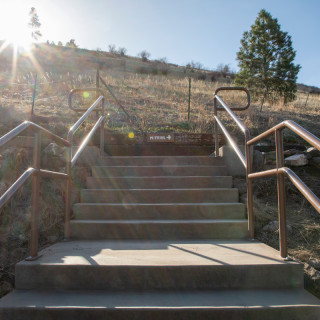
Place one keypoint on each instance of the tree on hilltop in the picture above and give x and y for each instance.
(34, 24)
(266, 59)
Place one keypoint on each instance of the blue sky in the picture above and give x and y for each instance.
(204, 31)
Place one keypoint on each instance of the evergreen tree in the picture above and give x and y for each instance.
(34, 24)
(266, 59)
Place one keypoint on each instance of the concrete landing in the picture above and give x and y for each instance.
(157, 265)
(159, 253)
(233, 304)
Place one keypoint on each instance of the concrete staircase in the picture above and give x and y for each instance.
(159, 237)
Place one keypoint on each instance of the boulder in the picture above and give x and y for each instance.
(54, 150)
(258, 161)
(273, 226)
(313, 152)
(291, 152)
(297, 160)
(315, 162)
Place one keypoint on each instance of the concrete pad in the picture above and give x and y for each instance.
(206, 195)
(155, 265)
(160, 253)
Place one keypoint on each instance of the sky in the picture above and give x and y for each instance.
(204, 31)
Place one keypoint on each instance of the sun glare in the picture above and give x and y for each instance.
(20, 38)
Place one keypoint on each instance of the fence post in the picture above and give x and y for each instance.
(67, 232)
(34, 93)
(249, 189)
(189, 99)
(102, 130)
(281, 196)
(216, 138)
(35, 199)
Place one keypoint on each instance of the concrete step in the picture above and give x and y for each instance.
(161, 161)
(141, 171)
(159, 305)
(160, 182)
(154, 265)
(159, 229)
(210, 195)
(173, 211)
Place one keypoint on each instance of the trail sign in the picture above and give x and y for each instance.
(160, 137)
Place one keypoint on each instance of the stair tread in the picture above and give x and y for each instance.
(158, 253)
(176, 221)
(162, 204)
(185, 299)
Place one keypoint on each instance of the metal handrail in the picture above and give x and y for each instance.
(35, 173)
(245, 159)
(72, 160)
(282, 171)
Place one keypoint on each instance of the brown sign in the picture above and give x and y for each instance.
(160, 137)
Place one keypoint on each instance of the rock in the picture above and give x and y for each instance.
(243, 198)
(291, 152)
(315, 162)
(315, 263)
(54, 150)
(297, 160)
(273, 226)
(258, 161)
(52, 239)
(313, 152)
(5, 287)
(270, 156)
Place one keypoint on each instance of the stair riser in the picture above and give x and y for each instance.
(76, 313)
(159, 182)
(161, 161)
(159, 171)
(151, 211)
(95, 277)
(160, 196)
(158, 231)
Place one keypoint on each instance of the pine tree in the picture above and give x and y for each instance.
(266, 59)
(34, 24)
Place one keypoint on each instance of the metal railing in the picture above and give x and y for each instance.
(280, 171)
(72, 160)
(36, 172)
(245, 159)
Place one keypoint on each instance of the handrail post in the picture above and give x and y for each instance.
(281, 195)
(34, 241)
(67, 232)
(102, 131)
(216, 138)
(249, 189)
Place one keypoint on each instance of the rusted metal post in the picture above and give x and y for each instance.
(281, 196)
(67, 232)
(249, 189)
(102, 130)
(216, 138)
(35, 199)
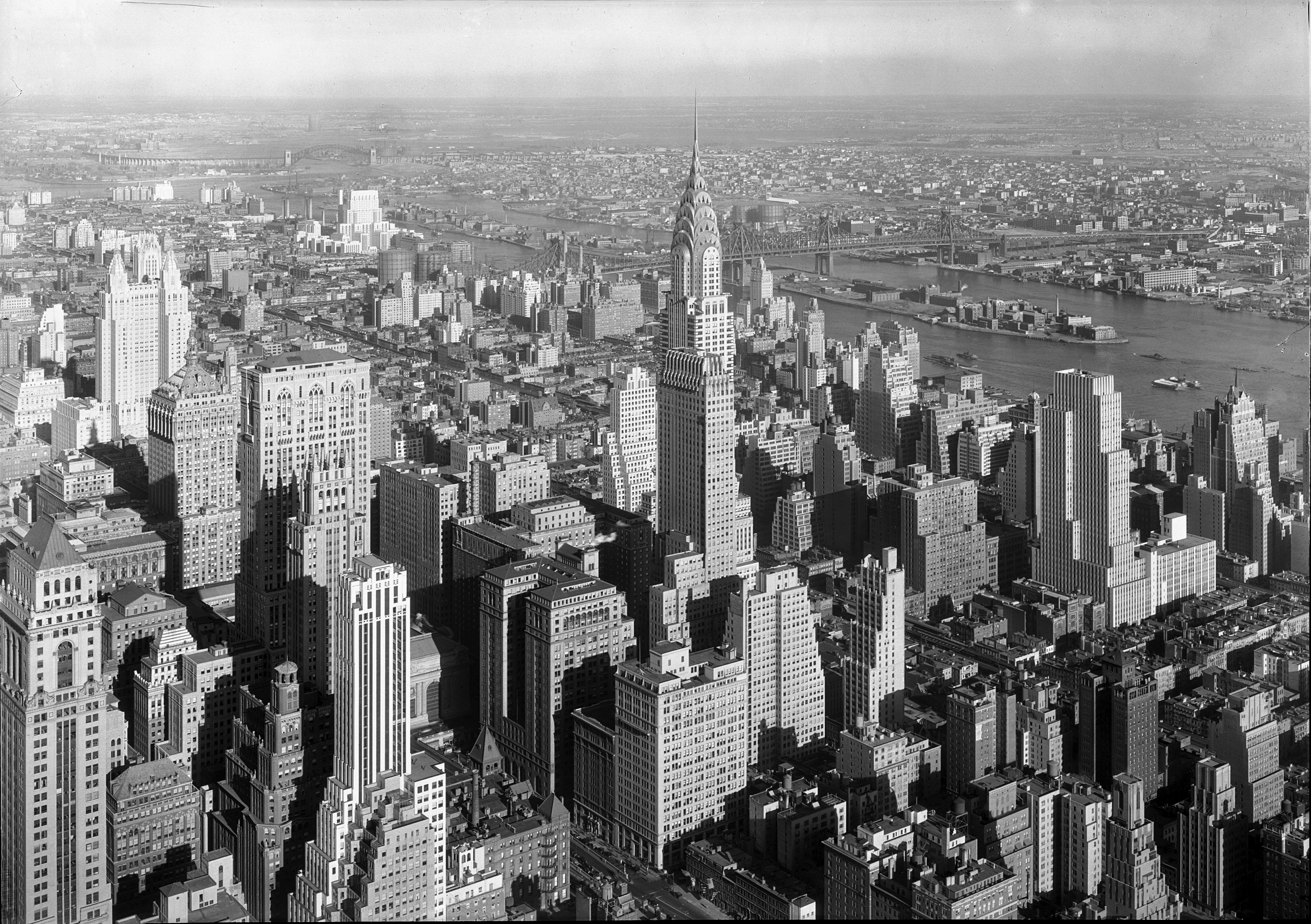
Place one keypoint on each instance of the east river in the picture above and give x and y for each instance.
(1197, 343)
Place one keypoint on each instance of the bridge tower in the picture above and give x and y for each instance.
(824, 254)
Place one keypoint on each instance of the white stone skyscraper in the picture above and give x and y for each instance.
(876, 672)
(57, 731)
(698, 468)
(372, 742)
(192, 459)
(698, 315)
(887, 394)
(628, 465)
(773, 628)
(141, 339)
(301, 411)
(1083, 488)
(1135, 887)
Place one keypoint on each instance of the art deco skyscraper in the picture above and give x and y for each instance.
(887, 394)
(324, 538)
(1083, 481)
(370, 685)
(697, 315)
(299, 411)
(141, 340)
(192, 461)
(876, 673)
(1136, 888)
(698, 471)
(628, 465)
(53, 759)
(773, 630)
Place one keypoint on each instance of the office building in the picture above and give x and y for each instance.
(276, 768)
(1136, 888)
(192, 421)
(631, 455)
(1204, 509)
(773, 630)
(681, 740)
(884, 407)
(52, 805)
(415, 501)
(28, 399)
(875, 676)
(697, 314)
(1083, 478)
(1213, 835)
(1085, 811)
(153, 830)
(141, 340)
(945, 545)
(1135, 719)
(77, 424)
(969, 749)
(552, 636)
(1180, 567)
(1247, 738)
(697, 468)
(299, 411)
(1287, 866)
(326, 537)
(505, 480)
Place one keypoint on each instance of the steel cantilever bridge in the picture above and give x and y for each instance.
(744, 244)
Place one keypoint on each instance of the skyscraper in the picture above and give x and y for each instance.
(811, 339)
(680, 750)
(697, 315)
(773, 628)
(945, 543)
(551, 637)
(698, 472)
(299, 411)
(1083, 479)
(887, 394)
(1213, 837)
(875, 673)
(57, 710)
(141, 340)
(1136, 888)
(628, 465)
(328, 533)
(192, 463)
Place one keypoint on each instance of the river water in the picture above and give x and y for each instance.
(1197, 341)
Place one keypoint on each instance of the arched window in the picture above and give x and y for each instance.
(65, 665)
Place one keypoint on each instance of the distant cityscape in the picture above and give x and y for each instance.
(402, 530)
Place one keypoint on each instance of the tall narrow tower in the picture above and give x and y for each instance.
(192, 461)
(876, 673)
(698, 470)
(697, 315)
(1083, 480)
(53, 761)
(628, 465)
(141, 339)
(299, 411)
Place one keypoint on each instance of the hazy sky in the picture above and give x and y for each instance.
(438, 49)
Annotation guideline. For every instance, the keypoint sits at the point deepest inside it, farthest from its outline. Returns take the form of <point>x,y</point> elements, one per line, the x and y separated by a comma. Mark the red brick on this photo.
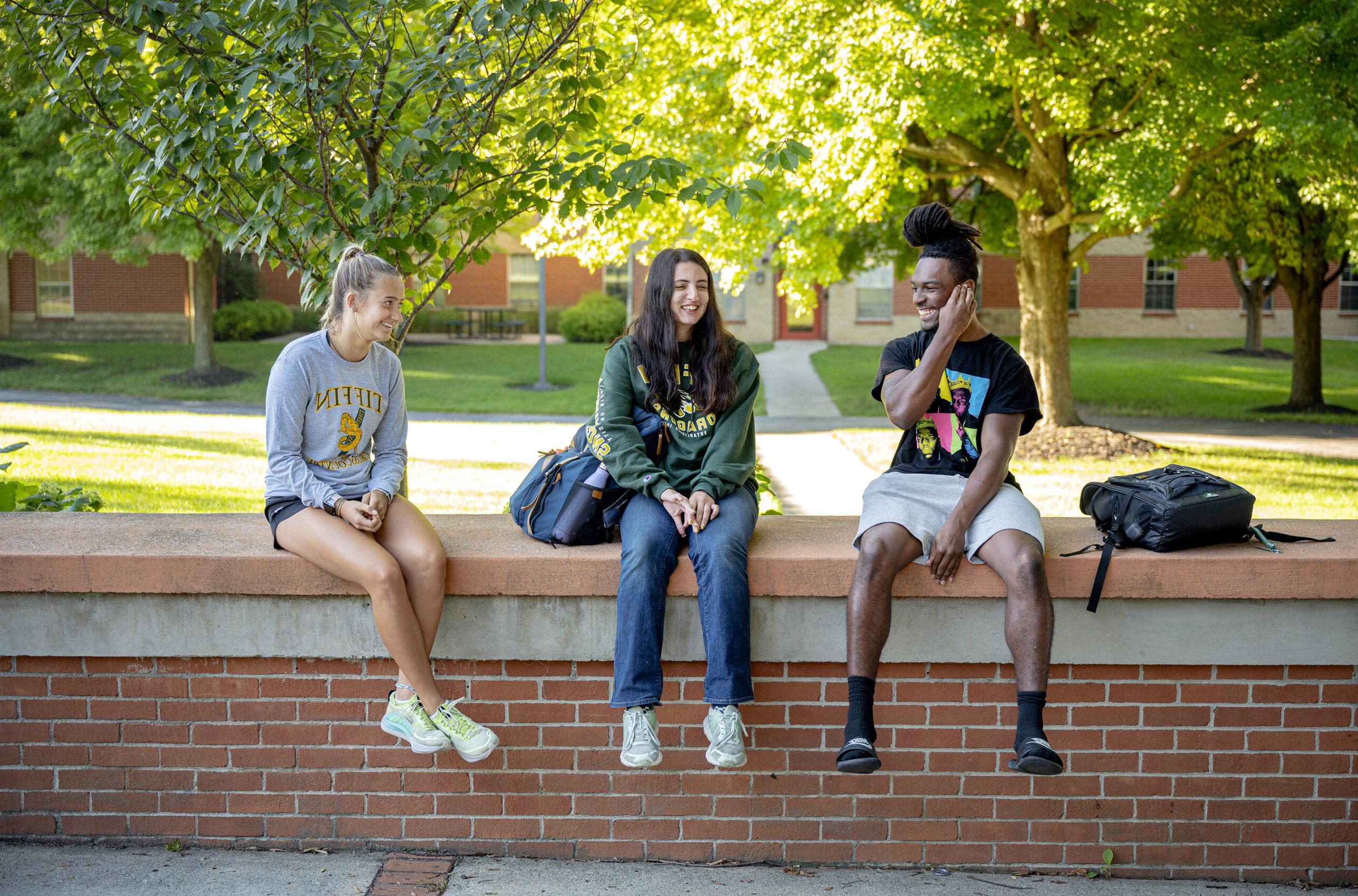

• Your instructions:
Exclude every picture, then return precisely the lines that run from the line containing "Place one keypoint on each instance of the skyscraper" through the end of the entries above.

• Solution to the exercise:
Place one keypoint on each instance of the skyscraper in the picture above and give x and y for each instance.
(811, 339)
(680, 750)
(697, 315)
(773, 628)
(945, 543)
(551, 637)
(698, 472)
(299, 411)
(1083, 479)
(887, 394)
(1213, 837)
(875, 673)
(57, 710)
(141, 340)
(1136, 888)
(628, 465)
(328, 533)
(192, 463)
Place one keypoint on each instance of the river water in the picture above and give x and y for each instance.
(1197, 341)
Place one keypoint on each instance of the arched window in the picture above and give x and y for each instance.
(65, 665)
Place one keypoint on each instance of the distant cityscape in the picture above and give x and y for each instance.
(402, 530)
Place one keypoint on each instance of the tall narrow tower in the picture above and give x and y for each instance.
(192, 461)
(876, 673)
(698, 470)
(697, 315)
(1083, 480)
(53, 761)
(628, 465)
(141, 339)
(299, 411)
Place one keypoint on each instance of the hazy sky in the picture above and give x and y for each instance.
(438, 49)
Annotation guideline. For every instance, the keypoint sits at the point deepest inside it, farthest from its outline. Returns take the form of <point>x,y</point> elements, one per line, the x and y separated by a comma. Mark the red brick on this photo.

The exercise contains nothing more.